--- RECORDS FOR THE EXERCISE Enclosed Below ---

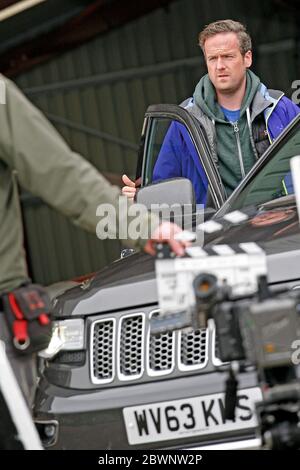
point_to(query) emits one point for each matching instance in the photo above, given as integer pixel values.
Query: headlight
(67, 335)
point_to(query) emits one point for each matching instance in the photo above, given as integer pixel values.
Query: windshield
(272, 180)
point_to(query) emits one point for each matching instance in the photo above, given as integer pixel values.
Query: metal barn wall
(96, 96)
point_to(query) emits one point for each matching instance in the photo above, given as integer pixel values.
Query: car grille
(123, 349)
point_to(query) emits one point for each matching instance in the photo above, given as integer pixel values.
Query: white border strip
(16, 404)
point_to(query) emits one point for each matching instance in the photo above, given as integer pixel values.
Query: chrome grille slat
(130, 346)
(118, 347)
(161, 354)
(193, 349)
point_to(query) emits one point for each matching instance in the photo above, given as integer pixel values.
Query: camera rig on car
(256, 328)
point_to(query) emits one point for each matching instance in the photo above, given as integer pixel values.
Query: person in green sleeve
(34, 156)
(240, 116)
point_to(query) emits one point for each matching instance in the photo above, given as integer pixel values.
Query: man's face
(225, 63)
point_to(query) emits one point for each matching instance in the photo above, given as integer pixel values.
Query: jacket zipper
(237, 137)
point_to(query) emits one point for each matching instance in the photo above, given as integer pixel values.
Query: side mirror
(172, 191)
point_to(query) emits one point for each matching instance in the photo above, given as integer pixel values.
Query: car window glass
(169, 148)
(274, 178)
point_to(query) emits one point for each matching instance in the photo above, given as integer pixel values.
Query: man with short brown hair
(240, 115)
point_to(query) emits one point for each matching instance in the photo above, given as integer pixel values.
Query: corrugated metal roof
(107, 85)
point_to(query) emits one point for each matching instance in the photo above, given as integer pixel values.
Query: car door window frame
(176, 113)
(268, 155)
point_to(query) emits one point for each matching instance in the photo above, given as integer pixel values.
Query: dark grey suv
(113, 385)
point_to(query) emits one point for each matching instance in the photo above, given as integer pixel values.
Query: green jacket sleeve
(46, 166)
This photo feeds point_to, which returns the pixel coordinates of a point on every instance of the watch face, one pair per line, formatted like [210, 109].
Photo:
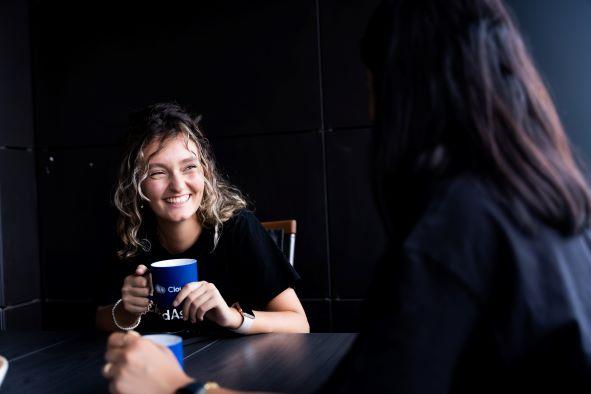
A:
[247, 311]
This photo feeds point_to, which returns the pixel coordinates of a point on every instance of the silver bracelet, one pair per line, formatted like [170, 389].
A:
[133, 326]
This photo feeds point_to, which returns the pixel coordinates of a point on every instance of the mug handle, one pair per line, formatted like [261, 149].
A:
[152, 305]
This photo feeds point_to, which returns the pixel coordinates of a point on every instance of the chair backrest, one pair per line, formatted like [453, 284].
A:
[3, 368]
[283, 233]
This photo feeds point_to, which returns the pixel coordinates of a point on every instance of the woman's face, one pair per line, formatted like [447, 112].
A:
[175, 179]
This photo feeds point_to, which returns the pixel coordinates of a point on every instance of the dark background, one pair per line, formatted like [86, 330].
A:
[284, 102]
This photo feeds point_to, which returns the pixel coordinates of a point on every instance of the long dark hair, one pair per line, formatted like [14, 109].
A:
[455, 86]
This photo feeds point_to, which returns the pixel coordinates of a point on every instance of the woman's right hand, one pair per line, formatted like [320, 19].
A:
[135, 291]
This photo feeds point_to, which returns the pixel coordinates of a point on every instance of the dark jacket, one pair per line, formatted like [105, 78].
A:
[472, 303]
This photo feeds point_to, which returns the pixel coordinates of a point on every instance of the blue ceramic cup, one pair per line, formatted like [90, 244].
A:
[173, 342]
[169, 277]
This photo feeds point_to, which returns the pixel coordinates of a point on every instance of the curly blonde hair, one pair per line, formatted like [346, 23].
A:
[160, 122]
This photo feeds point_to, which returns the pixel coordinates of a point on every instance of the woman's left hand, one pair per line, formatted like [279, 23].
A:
[203, 299]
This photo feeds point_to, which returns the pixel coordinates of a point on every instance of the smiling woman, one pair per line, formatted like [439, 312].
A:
[173, 204]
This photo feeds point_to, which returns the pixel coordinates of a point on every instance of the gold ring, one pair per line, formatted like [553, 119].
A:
[107, 370]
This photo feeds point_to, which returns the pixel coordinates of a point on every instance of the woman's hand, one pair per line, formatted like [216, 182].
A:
[137, 365]
[135, 291]
[203, 299]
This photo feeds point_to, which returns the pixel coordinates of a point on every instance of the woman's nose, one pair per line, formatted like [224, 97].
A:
[176, 182]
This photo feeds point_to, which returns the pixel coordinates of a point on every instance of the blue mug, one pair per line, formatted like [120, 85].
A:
[173, 342]
[168, 278]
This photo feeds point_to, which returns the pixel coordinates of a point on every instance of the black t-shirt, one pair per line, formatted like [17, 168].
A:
[471, 303]
[246, 266]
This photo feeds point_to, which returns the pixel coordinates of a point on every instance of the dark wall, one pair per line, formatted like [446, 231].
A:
[558, 34]
[20, 290]
[284, 100]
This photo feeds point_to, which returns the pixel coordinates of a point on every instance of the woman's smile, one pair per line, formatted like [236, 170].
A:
[178, 201]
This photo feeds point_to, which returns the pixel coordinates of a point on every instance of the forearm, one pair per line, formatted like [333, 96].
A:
[284, 321]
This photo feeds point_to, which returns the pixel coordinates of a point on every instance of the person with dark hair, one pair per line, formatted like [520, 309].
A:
[174, 204]
[486, 287]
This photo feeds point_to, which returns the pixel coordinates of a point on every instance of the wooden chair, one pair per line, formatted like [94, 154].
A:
[3, 368]
[283, 233]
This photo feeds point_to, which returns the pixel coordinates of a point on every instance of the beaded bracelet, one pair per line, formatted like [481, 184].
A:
[137, 322]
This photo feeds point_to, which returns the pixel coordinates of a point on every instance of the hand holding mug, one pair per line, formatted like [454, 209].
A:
[135, 291]
[137, 365]
[203, 299]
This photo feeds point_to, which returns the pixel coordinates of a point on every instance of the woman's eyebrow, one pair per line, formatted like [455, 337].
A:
[183, 161]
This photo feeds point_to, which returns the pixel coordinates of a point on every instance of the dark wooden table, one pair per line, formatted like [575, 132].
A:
[45, 362]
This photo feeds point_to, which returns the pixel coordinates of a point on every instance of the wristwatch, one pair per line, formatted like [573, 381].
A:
[197, 387]
[247, 318]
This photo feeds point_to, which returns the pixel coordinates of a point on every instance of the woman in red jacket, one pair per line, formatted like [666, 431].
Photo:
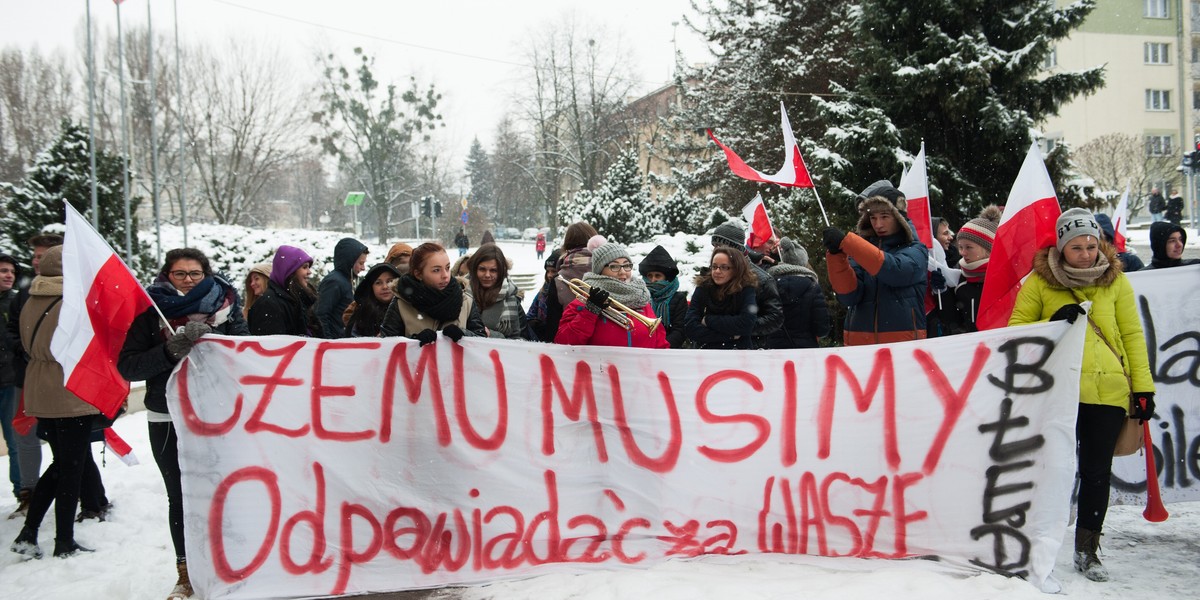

--- End of Enclosed RECORDS FOR THE EXERCISE ---

#### WORK REQUIRED:
Could you return all lines from the data above that contain the string "bracelet"?

#### REPLY:
This photo feeds point_to, which returns the pixel coordinates of a point on every instance of the silver bracelet, one pair per line, formatted like [170, 389].
This photo feeds point_to, which returns the pixel coordinates of a point on every instance of the beaded bracelet, one pair per line, formatted like [481, 184].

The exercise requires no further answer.